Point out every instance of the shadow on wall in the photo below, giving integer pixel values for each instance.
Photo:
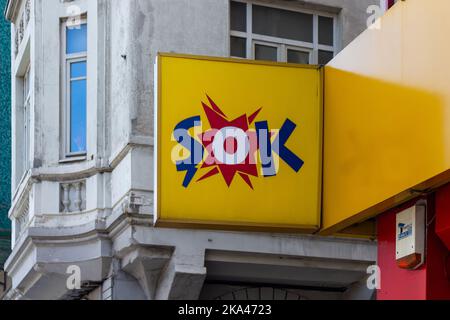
(381, 140)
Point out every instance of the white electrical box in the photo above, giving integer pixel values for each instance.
(410, 237)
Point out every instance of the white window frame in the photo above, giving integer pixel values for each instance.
(284, 44)
(68, 59)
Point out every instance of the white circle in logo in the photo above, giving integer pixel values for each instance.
(222, 153)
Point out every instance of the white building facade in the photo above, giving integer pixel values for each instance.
(82, 176)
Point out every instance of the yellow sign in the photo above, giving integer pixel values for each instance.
(238, 144)
(387, 115)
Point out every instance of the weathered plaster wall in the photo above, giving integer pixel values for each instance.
(5, 134)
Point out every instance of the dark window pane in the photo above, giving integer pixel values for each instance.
(78, 69)
(266, 53)
(295, 56)
(238, 16)
(238, 47)
(78, 116)
(325, 56)
(76, 38)
(326, 36)
(282, 23)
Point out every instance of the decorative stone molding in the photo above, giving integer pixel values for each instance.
(73, 196)
(22, 216)
(21, 26)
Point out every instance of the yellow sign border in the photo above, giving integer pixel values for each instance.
(217, 225)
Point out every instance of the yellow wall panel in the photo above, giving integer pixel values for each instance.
(387, 114)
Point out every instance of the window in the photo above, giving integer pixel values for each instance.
(275, 34)
(26, 120)
(75, 74)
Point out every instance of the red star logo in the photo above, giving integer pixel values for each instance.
(218, 120)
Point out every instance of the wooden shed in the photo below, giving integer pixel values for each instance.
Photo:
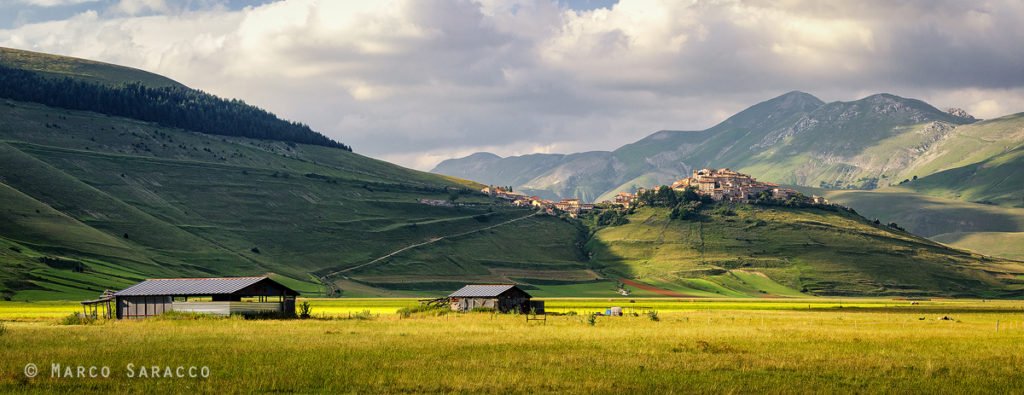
(223, 296)
(504, 298)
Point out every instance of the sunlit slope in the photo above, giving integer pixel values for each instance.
(140, 201)
(970, 144)
(95, 72)
(996, 180)
(814, 251)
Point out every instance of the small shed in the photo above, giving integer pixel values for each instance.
(223, 296)
(504, 298)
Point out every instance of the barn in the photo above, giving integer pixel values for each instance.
(223, 296)
(504, 298)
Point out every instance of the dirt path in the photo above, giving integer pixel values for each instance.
(653, 289)
(429, 242)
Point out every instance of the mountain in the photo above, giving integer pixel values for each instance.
(81, 70)
(745, 250)
(794, 138)
(902, 148)
(92, 201)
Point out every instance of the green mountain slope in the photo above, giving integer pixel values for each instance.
(816, 251)
(794, 138)
(996, 180)
(137, 200)
(962, 224)
(93, 202)
(970, 144)
(88, 71)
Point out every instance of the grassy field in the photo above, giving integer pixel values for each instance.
(109, 202)
(708, 346)
(983, 228)
(751, 251)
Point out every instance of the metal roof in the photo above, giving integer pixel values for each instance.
(488, 291)
(185, 287)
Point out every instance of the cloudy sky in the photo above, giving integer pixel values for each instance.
(415, 82)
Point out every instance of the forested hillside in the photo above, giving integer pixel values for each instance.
(170, 105)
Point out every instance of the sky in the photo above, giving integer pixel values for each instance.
(416, 82)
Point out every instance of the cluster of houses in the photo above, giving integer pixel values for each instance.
(572, 207)
(721, 185)
(728, 185)
(261, 296)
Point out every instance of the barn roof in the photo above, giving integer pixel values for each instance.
(487, 291)
(202, 287)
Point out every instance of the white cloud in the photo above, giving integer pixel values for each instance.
(418, 81)
(135, 7)
(54, 3)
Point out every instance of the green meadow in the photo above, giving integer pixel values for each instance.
(709, 346)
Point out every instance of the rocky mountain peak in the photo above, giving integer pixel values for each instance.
(961, 113)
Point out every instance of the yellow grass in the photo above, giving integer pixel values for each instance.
(697, 346)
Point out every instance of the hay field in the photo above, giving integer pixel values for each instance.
(717, 346)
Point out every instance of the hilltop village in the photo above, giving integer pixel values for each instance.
(718, 184)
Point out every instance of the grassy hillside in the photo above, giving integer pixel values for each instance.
(970, 144)
(794, 138)
(89, 71)
(988, 229)
(748, 250)
(997, 180)
(93, 202)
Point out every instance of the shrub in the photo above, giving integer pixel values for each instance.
(304, 310)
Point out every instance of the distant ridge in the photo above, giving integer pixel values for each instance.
(162, 101)
(794, 138)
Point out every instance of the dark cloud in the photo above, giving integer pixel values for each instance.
(418, 81)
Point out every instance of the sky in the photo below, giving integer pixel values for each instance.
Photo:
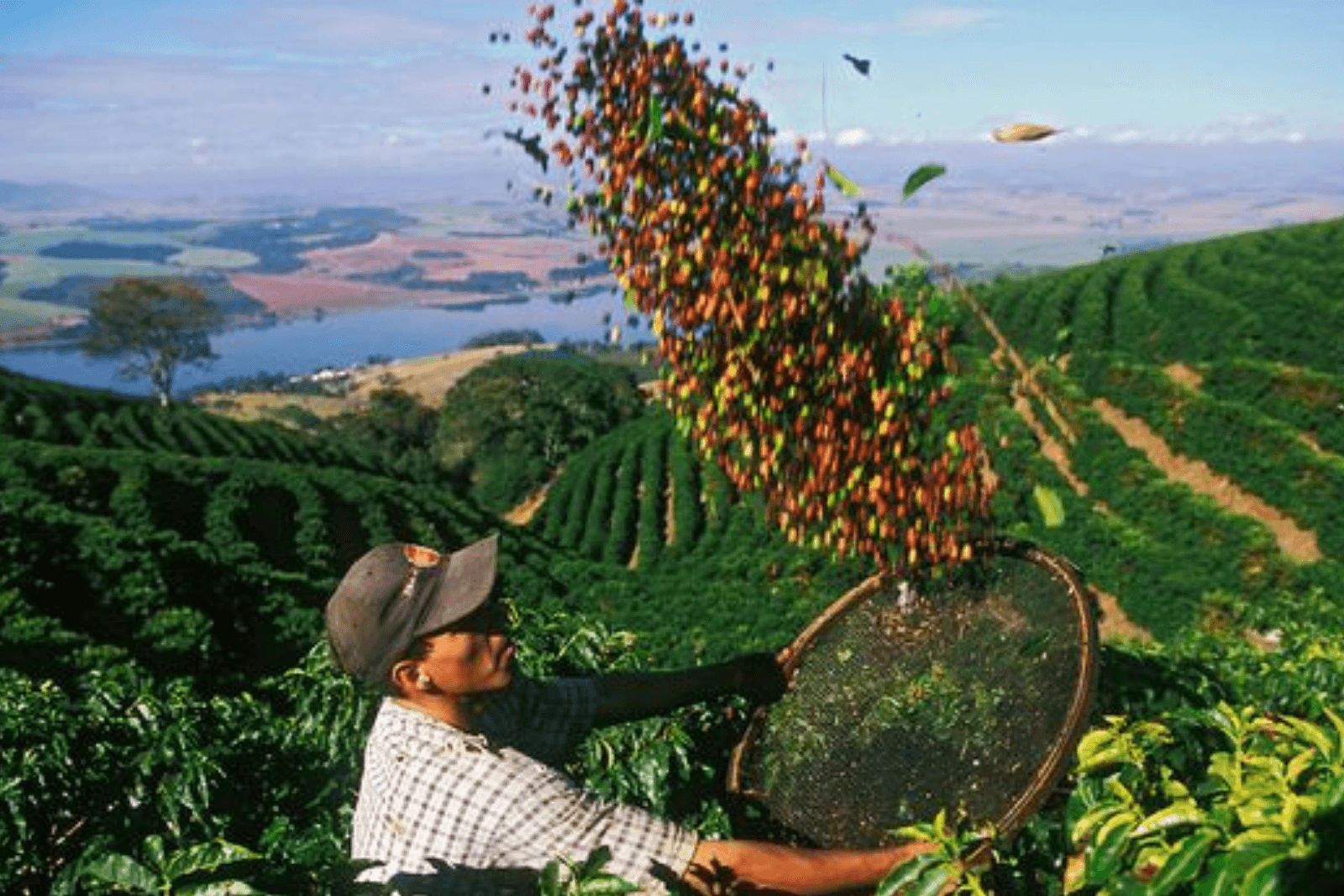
(273, 93)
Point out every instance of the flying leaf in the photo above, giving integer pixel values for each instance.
(1050, 506)
(1021, 132)
(842, 183)
(920, 177)
(654, 120)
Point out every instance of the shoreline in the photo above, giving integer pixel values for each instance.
(46, 336)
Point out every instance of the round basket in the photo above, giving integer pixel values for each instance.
(965, 694)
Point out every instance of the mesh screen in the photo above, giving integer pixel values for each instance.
(922, 698)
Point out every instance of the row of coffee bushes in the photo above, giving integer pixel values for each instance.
(53, 412)
(1034, 313)
(1260, 453)
(1230, 553)
(1308, 401)
(1273, 295)
(114, 773)
(709, 575)
(203, 567)
(1116, 555)
(635, 496)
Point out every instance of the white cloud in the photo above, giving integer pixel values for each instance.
(942, 18)
(1131, 136)
(853, 137)
(1247, 127)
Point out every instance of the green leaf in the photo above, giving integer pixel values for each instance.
(606, 886)
(842, 183)
(906, 873)
(1312, 734)
(654, 120)
(1221, 878)
(1050, 506)
(1095, 741)
(932, 882)
(1334, 795)
(1263, 879)
(124, 872)
(208, 856)
(1183, 812)
(218, 888)
(1104, 856)
(920, 177)
(1090, 822)
(1186, 862)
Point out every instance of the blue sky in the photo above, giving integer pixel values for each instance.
(140, 92)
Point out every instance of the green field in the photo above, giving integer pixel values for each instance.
(161, 661)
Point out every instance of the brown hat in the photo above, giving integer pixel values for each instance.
(396, 593)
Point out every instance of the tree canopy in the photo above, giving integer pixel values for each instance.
(158, 325)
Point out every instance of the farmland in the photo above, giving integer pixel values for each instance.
(165, 573)
(331, 259)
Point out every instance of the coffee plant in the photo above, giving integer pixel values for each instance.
(806, 383)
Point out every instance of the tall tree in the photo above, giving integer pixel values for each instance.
(156, 324)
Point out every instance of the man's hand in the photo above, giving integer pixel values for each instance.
(759, 678)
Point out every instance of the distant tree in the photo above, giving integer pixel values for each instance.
(156, 324)
(508, 425)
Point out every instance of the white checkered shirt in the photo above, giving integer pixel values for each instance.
(477, 815)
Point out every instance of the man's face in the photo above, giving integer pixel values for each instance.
(472, 656)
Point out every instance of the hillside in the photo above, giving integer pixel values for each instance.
(165, 573)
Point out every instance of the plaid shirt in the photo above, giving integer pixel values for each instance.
(472, 815)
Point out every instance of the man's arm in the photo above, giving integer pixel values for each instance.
(636, 694)
(788, 869)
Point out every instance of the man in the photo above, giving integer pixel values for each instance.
(460, 792)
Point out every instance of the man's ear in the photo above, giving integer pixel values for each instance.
(407, 678)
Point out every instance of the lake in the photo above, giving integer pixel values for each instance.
(302, 345)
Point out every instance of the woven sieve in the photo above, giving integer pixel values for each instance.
(965, 694)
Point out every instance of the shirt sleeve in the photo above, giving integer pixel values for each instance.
(546, 720)
(557, 819)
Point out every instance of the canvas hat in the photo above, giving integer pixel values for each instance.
(398, 593)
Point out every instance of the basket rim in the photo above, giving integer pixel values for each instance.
(1054, 763)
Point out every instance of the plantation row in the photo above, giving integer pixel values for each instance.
(212, 567)
(710, 579)
(1260, 453)
(1273, 295)
(60, 414)
(612, 501)
(1159, 547)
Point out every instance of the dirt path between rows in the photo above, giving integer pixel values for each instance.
(1294, 540)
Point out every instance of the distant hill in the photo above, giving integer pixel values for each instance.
(17, 196)
(78, 291)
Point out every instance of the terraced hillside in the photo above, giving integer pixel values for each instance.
(1117, 362)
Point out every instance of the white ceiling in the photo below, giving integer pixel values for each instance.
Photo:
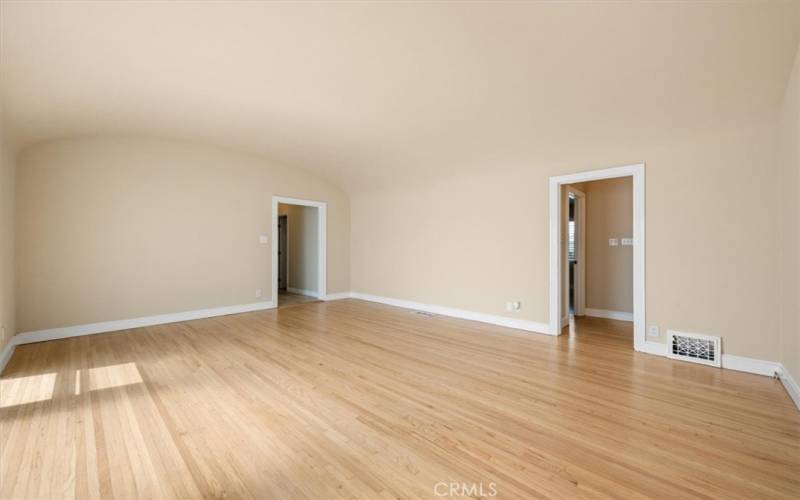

● ● ● ●

**EXERCISE**: If a line of the listing above contains "below", pick it out and copy it.

**PROBLEM SOLUTION**:
Point out every instance of the shadow on wall in the photo below, giving integer pixel values for each instance.
Point out every instance of the wooden shed in the photo below, giving integer pixel values for each instance.
Point out every instance of the sky in the photo below, giving integer pixel values for each instance.
Point out every instance of the white ceiling in the photo below, giving integer pixel values for each instance.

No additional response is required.